**EXERCISE DIRECTIONS**
Find each line in the records below that contains the string "exact" and copy those lines out. Case counts.

Data records
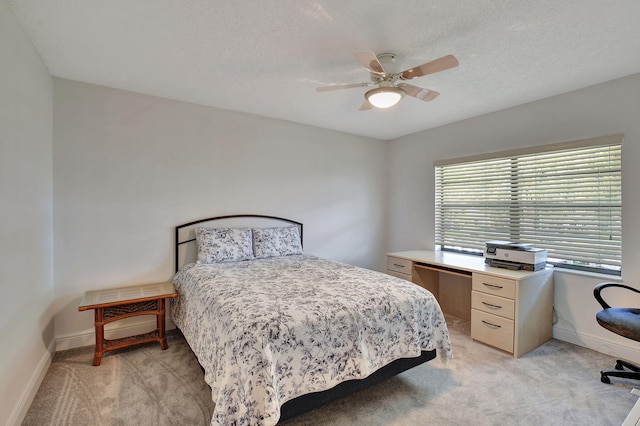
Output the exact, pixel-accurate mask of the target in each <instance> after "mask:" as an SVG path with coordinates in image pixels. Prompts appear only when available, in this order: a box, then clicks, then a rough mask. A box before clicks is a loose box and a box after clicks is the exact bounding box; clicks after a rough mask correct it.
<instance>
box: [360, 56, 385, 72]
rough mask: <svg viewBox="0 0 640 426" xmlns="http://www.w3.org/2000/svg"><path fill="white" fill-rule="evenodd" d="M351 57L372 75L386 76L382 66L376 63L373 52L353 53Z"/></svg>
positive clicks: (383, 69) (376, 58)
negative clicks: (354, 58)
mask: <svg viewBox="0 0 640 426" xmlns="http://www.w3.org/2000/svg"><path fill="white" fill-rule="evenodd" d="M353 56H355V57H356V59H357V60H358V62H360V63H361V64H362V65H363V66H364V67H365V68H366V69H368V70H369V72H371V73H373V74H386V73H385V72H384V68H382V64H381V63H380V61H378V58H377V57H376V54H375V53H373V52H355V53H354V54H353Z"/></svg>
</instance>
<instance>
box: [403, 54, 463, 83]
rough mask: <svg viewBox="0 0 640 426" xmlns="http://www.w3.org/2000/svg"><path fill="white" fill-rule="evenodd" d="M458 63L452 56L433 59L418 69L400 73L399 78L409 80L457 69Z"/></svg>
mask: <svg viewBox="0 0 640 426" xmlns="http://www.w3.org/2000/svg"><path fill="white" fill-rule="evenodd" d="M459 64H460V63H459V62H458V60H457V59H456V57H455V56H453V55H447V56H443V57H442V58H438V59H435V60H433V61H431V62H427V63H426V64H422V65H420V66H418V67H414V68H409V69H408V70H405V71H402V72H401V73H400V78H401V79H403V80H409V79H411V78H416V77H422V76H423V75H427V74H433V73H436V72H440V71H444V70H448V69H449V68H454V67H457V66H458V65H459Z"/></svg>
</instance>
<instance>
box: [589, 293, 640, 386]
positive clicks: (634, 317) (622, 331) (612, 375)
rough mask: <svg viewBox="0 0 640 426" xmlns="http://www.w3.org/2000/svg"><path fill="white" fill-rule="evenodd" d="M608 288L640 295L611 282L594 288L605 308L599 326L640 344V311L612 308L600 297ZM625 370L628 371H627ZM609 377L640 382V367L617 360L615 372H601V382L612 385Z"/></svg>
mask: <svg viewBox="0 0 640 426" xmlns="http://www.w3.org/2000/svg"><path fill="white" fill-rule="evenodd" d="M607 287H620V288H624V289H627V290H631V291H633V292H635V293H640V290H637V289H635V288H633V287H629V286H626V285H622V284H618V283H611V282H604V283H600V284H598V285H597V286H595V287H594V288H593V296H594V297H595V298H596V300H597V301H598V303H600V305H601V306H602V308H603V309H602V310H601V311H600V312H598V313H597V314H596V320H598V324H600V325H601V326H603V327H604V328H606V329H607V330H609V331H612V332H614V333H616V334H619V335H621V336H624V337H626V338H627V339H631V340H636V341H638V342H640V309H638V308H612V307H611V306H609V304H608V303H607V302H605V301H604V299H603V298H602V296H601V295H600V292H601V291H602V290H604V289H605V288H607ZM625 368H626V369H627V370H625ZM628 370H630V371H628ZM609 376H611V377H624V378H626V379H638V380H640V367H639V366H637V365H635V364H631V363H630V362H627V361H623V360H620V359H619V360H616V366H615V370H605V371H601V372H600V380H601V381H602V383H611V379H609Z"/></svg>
---
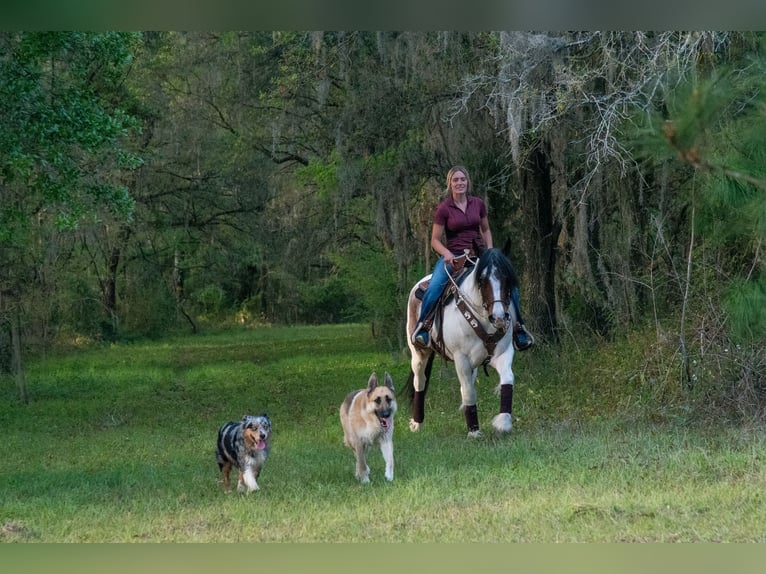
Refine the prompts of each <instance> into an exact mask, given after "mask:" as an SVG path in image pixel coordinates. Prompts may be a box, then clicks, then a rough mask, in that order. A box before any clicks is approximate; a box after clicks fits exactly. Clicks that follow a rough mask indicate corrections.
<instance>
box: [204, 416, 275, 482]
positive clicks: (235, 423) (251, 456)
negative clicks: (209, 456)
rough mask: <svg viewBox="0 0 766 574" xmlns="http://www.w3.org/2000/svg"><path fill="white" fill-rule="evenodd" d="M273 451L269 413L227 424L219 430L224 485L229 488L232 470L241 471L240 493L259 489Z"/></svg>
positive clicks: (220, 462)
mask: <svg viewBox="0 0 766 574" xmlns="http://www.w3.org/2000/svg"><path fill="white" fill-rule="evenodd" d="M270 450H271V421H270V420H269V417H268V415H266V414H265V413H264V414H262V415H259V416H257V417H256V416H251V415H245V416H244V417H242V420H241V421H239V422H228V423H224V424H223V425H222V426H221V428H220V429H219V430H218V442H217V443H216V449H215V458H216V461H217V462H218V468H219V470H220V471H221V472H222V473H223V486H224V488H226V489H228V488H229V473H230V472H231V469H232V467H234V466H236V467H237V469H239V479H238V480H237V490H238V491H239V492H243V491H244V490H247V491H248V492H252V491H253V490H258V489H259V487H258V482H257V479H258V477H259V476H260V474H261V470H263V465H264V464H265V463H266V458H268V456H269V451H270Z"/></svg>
--
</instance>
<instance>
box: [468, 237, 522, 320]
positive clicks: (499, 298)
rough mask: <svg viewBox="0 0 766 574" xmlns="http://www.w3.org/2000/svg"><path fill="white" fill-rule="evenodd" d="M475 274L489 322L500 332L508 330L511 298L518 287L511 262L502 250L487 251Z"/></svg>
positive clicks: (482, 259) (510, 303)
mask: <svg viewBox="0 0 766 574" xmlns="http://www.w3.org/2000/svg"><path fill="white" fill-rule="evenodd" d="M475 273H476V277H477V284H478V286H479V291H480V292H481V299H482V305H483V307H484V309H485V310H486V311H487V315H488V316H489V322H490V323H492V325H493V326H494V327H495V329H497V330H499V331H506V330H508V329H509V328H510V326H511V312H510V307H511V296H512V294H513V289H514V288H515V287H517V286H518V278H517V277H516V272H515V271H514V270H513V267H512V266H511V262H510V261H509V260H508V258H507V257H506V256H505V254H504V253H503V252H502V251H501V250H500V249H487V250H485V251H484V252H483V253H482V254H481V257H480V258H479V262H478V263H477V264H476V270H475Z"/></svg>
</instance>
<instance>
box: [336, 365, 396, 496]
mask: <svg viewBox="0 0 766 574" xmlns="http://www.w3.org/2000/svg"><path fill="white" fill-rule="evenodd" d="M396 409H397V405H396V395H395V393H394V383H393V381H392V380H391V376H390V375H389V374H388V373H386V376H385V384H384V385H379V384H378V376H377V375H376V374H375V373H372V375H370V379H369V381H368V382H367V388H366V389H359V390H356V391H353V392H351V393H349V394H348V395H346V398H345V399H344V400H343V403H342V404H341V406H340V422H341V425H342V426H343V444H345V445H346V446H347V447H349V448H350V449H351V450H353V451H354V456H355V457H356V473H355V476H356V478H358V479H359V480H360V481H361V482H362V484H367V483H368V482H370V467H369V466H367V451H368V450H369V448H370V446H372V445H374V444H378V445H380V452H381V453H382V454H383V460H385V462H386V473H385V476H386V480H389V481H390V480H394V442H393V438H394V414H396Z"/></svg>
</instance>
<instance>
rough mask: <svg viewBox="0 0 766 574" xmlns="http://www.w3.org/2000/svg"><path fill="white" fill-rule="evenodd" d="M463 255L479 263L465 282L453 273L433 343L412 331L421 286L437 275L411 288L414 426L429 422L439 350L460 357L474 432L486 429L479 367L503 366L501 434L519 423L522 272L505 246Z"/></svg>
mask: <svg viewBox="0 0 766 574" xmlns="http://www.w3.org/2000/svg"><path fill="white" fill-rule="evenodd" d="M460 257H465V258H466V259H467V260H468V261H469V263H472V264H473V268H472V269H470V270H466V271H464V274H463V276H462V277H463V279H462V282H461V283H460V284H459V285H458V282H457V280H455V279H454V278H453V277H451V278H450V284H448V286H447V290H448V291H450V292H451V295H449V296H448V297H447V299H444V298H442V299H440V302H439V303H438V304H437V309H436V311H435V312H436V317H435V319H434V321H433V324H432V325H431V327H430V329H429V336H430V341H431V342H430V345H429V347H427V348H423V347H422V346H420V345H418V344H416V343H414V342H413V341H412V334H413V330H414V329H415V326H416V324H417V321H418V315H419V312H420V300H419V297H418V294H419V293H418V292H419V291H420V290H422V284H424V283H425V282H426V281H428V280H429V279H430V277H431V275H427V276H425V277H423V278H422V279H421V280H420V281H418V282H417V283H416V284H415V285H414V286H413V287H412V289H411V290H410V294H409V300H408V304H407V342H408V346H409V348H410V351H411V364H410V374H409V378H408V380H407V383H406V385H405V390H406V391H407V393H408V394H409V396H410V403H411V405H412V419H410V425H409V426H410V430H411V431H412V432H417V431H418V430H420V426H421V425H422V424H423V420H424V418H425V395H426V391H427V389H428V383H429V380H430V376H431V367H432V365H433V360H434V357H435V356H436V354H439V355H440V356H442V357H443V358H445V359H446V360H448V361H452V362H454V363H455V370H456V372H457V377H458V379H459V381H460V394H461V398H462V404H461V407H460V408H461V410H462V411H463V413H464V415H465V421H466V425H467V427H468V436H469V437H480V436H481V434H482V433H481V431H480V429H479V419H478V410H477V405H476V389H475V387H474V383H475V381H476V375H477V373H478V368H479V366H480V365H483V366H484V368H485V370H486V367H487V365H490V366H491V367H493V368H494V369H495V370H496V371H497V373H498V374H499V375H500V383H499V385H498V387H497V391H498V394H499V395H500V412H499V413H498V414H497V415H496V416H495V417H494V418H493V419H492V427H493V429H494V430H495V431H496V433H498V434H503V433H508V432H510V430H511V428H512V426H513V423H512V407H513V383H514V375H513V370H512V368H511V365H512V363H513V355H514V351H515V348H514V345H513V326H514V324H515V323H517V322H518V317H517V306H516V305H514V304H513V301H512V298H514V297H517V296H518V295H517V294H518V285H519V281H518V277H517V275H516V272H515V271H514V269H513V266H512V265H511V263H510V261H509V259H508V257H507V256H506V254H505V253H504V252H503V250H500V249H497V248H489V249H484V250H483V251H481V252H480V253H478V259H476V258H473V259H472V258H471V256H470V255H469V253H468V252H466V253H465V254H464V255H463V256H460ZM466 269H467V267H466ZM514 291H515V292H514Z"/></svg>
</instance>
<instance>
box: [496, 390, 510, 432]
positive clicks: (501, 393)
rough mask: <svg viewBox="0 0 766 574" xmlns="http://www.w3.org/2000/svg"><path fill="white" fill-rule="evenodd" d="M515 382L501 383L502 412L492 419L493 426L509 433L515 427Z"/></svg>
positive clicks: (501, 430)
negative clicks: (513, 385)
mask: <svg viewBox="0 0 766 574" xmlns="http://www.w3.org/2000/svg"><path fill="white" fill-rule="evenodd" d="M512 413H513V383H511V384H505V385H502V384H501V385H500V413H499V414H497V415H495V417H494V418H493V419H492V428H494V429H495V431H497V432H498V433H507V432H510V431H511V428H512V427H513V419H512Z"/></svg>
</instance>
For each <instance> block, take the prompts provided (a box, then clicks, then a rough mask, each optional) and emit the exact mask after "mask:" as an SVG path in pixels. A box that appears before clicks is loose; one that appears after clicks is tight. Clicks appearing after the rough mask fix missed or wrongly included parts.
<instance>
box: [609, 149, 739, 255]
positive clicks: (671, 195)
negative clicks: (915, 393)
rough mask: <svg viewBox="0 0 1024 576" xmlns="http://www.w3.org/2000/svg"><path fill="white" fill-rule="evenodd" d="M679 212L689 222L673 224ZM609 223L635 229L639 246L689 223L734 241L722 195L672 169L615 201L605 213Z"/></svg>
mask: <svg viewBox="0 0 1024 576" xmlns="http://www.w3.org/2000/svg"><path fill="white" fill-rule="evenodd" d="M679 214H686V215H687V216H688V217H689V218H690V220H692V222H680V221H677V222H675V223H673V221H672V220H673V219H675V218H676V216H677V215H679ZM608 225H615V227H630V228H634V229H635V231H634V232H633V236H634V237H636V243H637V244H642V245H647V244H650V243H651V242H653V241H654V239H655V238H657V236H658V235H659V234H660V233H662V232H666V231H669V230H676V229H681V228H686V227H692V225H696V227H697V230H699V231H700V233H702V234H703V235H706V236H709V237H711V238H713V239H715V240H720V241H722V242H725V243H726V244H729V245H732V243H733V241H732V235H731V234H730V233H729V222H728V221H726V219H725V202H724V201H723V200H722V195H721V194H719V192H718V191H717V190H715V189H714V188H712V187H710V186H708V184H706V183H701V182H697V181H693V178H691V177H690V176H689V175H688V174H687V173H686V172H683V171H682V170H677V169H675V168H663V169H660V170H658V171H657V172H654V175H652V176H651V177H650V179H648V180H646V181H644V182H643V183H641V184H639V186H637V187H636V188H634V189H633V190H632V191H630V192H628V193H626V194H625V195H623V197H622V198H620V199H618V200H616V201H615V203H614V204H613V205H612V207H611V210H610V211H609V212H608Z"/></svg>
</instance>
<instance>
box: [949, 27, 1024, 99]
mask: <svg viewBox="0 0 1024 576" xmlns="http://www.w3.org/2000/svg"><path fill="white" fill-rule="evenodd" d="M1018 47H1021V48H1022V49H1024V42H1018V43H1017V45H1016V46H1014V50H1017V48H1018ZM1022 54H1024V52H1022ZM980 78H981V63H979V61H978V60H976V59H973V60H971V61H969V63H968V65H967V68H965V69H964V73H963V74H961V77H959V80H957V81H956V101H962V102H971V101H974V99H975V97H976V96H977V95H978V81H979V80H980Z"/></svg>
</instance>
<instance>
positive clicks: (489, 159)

**SOLUTION BELOW**
Output the exact, pixel-accurate mask of the target in each <instance> after "mask:" as an SVG path with coordinates in image pixels. Prompts appear only when available, in this order: a box, then clicks, then a rough mask. A box before clicks is a loose box and a box after clicks is the exact bounding box; clicks after a rough mask correct it.
Refine the prompts of each <instance> into an exact mask, given after "mask:" as an SVG path in image pixel coordinates. Prompts may be a box, then clicks, then a rough mask, in that order. A box before any clicks is approximate; a box after clicks fits exactly. Clicks that follow a rough mask indicate corrections.
For each <instance> block, take the prompts provided (a box, then clicks, then a rough mask, each optional) and emit the exact mask after "mask:" as an SVG path in pixels. A box that appears before clicks is loose; one that appears after clicks is tight. Clicks appearing after the rough mask fix missed or wrongly included parts.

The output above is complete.